→ **Work to be completed**:
Each line below should be quoted exactly, please.

━━━ Records for the exercise

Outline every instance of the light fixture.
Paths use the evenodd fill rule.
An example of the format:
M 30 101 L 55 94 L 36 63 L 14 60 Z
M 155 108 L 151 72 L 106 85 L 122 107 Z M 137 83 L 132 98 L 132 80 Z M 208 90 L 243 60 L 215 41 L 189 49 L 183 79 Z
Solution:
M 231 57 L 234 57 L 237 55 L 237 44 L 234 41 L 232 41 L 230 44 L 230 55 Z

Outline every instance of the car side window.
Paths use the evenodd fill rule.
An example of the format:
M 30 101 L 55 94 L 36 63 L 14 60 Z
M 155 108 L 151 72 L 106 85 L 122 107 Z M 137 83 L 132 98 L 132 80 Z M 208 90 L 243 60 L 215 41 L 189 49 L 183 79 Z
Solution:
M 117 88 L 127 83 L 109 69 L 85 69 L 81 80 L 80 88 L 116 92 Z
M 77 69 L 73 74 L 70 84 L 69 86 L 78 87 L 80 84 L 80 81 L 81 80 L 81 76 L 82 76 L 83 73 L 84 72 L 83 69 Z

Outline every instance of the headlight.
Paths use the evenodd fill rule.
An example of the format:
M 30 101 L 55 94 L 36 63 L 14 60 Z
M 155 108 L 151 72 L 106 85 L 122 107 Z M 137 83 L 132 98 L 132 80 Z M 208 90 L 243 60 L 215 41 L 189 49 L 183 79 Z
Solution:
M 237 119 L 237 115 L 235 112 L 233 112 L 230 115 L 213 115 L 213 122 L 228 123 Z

━━━━━━

→ **Complete response**:
Outline every instance of the light fixture.
Paths use the evenodd fill rule.
An example of the format:
M 30 101 L 55 94 L 36 63 L 14 60 Z
M 155 108 L 151 72 L 106 85 L 122 107 Z M 137 83 L 132 98 L 132 80 Z M 208 90 L 243 60 L 215 41 L 189 49 L 183 79 Z
Solution:
M 231 57 L 234 57 L 237 55 L 237 44 L 234 41 L 232 41 L 230 44 L 230 55 Z

Outline every instance of the car side window.
Paths use the evenodd fill rule.
An example of the format:
M 30 101 L 55 94 L 36 63 L 14 60 Z
M 155 108 L 151 72 L 106 85 L 122 107 Z M 137 83 L 132 98 L 132 80 Z M 208 90 L 243 60 L 215 41 L 189 49 L 183 79 Z
Solution:
M 117 88 L 127 83 L 109 69 L 85 69 L 81 80 L 80 88 L 116 92 Z
M 77 69 L 73 74 L 70 84 L 69 86 L 78 87 L 80 84 L 80 81 L 81 80 L 81 76 L 82 76 L 83 73 L 84 72 L 83 69 Z

Outline every instance of the headlight.
Paths use the evenodd fill rule.
An example of the format:
M 30 101 L 55 94 L 36 63 L 14 60 Z
M 155 108 L 151 72 L 106 85 L 122 107 Z M 137 83 L 132 98 L 132 80 Z M 208 90 L 243 60 L 215 41 L 189 49 L 183 79 Z
Solution:
M 237 119 L 237 115 L 235 112 L 233 112 L 230 115 L 213 115 L 213 122 L 228 123 Z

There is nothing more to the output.